● **REQUIRED ACTIONS**:
(a) In the passage on sea ice detection, which bounding box tends to show a lower IoU value when two boxes have the same absolute deviation from the ground truth box?
(b) Translate this sentence from the passage on sea ice detection into Spanish: "However, in contrast to general objects, sea ice presents a more diverse aspect ratio and possesses an irregular shape that lacks any fixed pattern."
(c) Does each statement agree with the passage on sea ice detection? Answer yes or no, and quote the deciding words.
(i) The C-IoU loss computes the loss from the relative positions of the boxes alone, without their shapes.
(ii) Sea ice has an irregular shape with no fixed pattern.
(iii) The variation in IoU is more pronounced when regression occurs from the direction of the longer side.

● **PASSAGE GIVEN**:
┄┄┄┄┄┄┄┄┄┄

The C-IoU loss [50] employed in YOLOv8 considers the geometric relationship between the ground truth box and the predicted box, utilizing both their relative positions and shapes to compute the loss. However, in contrast to general objects, sea ice presents a more diverse aspect ratio and possesses an irregular shape that lacks any fixed pattern. In this study, if C-IoU [50] is utilized as the loss function for bounding box regression, two critical questions arise.

As shown in Figure 5, targets \scriptsize1⃝ and \scriptsize2⃝ represent the same sea ice. When two bounding boxes exhibit the same absolute deviation from the ground truth box, the bounding box that regresses from the direction of the shorter side of the rectangle tends to demonstrate a lower Intersection over Union (IoU) value. Our research indicates that this variation in IoU is more pronounced when regression occurs from the direction of the shorter side during bounding box adjustment. Consequently, it is crucial for models to effectively balance the regression impact of bounding boxes originating from different directions.

Figure 5 Schematic diagram of the Question 1.

┄┄┄┄┄┄┄┄┄┄

Labeled region records

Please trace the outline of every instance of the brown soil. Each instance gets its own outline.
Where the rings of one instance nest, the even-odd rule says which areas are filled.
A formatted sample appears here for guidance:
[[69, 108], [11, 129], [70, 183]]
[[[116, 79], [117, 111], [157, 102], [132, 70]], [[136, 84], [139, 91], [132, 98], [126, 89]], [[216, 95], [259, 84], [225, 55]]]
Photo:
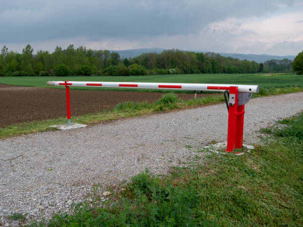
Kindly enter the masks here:
[[[70, 90], [72, 116], [113, 109], [127, 101], [152, 101], [163, 93]], [[209, 96], [197, 94], [197, 97]], [[194, 94], [180, 93], [183, 99], [193, 98]], [[0, 84], [0, 127], [66, 116], [65, 91], [61, 89], [31, 88]]]

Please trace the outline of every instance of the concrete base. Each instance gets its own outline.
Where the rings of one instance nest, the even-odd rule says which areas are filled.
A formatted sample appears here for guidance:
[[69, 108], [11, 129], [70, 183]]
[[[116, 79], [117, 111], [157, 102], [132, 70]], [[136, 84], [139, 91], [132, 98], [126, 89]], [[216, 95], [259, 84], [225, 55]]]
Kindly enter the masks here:
[[56, 128], [60, 130], [68, 130], [69, 129], [79, 129], [80, 128], [84, 128], [87, 127], [86, 125], [82, 125], [82, 124], [71, 123], [70, 125], [67, 124], [64, 125], [56, 125], [50, 126], [50, 127]]
[[[244, 147], [246, 147], [248, 149], [246, 151], [250, 152], [251, 150], [254, 149], [254, 147], [251, 145], [243, 144]], [[219, 142], [215, 144], [210, 145], [204, 147], [204, 149], [209, 150], [209, 151], [219, 154], [222, 153], [222, 151], [226, 151], [227, 148], [227, 142]], [[224, 151], [225, 153], [225, 151]], [[235, 154], [235, 155], [242, 155], [244, 154], [244, 153], [241, 152], [238, 154]]]

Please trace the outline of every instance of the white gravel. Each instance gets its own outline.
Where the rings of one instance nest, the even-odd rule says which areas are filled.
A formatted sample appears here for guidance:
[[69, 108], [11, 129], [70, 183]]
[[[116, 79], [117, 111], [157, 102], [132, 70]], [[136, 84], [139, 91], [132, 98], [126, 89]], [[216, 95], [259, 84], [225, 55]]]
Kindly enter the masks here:
[[[254, 98], [245, 107], [244, 140], [252, 144], [260, 127], [303, 110], [303, 92]], [[209, 141], [226, 141], [227, 117], [221, 103], [0, 140], [0, 226], [18, 225], [7, 218], [15, 212], [28, 213], [28, 222], [68, 211], [93, 184], [104, 191], [147, 168], [165, 174]]]

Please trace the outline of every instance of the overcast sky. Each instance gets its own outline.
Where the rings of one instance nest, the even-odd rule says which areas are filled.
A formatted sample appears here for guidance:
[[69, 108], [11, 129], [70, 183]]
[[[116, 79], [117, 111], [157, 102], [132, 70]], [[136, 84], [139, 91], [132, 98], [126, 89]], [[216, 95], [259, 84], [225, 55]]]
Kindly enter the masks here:
[[0, 0], [0, 45], [297, 55], [303, 0]]

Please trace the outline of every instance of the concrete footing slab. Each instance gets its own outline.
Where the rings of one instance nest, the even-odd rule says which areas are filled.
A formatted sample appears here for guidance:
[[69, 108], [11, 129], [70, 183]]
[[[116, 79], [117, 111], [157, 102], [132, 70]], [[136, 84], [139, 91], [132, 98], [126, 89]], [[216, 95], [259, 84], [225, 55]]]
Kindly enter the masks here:
[[52, 128], [56, 128], [60, 130], [68, 130], [70, 129], [79, 129], [80, 128], [84, 128], [87, 126], [87, 125], [83, 125], [82, 124], [71, 123], [70, 125], [66, 124], [64, 125], [52, 125], [50, 127]]
[[[247, 152], [250, 152], [251, 150], [254, 149], [254, 147], [251, 145], [243, 144], [243, 147], [247, 148], [247, 150], [246, 150]], [[206, 146], [204, 147], [204, 149], [207, 149], [207, 150], [219, 154], [222, 152], [224, 151], [224, 153], [226, 153], [226, 149], [227, 148], [227, 142], [223, 142], [216, 143], [215, 144], [210, 145], [209, 146]], [[240, 152], [235, 154], [235, 155], [242, 155], [244, 154], [244, 152]]]

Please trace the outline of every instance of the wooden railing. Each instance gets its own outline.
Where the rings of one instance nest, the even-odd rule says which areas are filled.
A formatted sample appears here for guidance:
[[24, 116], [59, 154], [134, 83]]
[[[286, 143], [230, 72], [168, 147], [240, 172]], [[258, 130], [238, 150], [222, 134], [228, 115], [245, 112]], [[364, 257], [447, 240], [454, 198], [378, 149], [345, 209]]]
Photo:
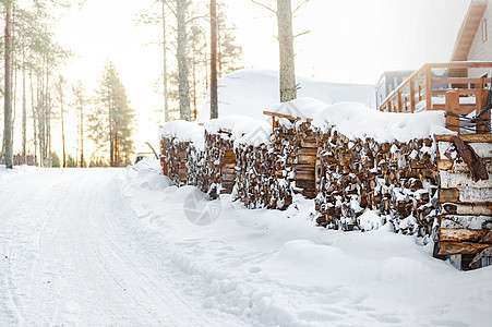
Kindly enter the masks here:
[[[449, 70], [490, 68], [492, 62], [481, 61], [427, 63], [393, 90], [381, 104], [380, 110], [386, 112], [446, 110], [446, 106], [449, 107], [446, 95], [453, 92], [454, 104], [451, 107], [454, 108], [454, 112], [478, 113], [487, 104], [488, 89], [484, 85], [491, 83], [490, 77], [433, 77], [432, 70], [444, 69], [449, 74]], [[490, 112], [484, 118], [490, 119]]]

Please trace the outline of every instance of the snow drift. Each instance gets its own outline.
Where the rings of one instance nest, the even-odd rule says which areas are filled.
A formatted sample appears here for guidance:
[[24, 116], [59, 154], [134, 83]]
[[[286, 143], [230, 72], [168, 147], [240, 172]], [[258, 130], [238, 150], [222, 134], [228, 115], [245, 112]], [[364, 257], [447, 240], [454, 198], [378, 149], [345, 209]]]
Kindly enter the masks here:
[[[312, 97], [325, 104], [356, 101], [375, 108], [375, 88], [373, 85], [329, 83], [297, 76], [298, 97]], [[218, 81], [218, 116], [248, 116], [264, 120], [263, 110], [267, 110], [279, 100], [278, 72], [271, 70], [244, 69], [227, 74]], [[203, 123], [211, 117], [209, 94], [201, 105], [197, 122]]]

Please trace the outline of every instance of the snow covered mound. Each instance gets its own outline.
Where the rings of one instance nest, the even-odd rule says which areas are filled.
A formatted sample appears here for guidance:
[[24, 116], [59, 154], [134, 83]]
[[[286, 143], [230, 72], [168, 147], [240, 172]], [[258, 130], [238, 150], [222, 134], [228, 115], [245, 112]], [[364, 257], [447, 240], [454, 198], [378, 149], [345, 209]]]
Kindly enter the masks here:
[[204, 129], [195, 122], [173, 120], [160, 126], [160, 137], [176, 137], [179, 142], [191, 142], [196, 148], [205, 147]]
[[314, 116], [311, 124], [323, 132], [333, 128], [352, 140], [371, 137], [376, 142], [409, 142], [453, 133], [445, 128], [444, 111], [381, 112], [356, 102], [327, 106]]
[[[235, 147], [239, 144], [257, 146], [262, 143], [269, 143], [272, 132], [271, 123], [239, 114], [212, 119], [204, 124], [204, 128], [209, 134], [217, 134], [219, 131], [230, 132], [230, 138], [235, 141]], [[223, 137], [229, 136], [223, 134]]]
[[[312, 97], [325, 104], [340, 101], [361, 102], [375, 108], [373, 85], [328, 83], [297, 76], [298, 97]], [[278, 72], [244, 69], [227, 74], [218, 81], [218, 116], [243, 114], [264, 120], [263, 110], [279, 101]], [[196, 119], [205, 122], [211, 117], [211, 99], [207, 94]]]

┄┄┄┄┄┄┄┄┄┄

● **ANSWERS FOR THE TASKS**:
(a) The bounding box that regresses from the direction of the shorter side of the rectangle.

(b) Sin embargo, a diferencia de los objetos generales, el hielo marino presenta una relación de aspecto más diversa y posee una forma irregular que carece de cualquier patrón fijo.

(c)
(i) No: "utilizing both their relative positions and shapes to compute the loss."
(ii) Yes: "possesses an irregular shape that lacks any fixed pattern."
(iii) No: "this variation in IoU is more pronounced when regression occurs from the direction of the shorter side."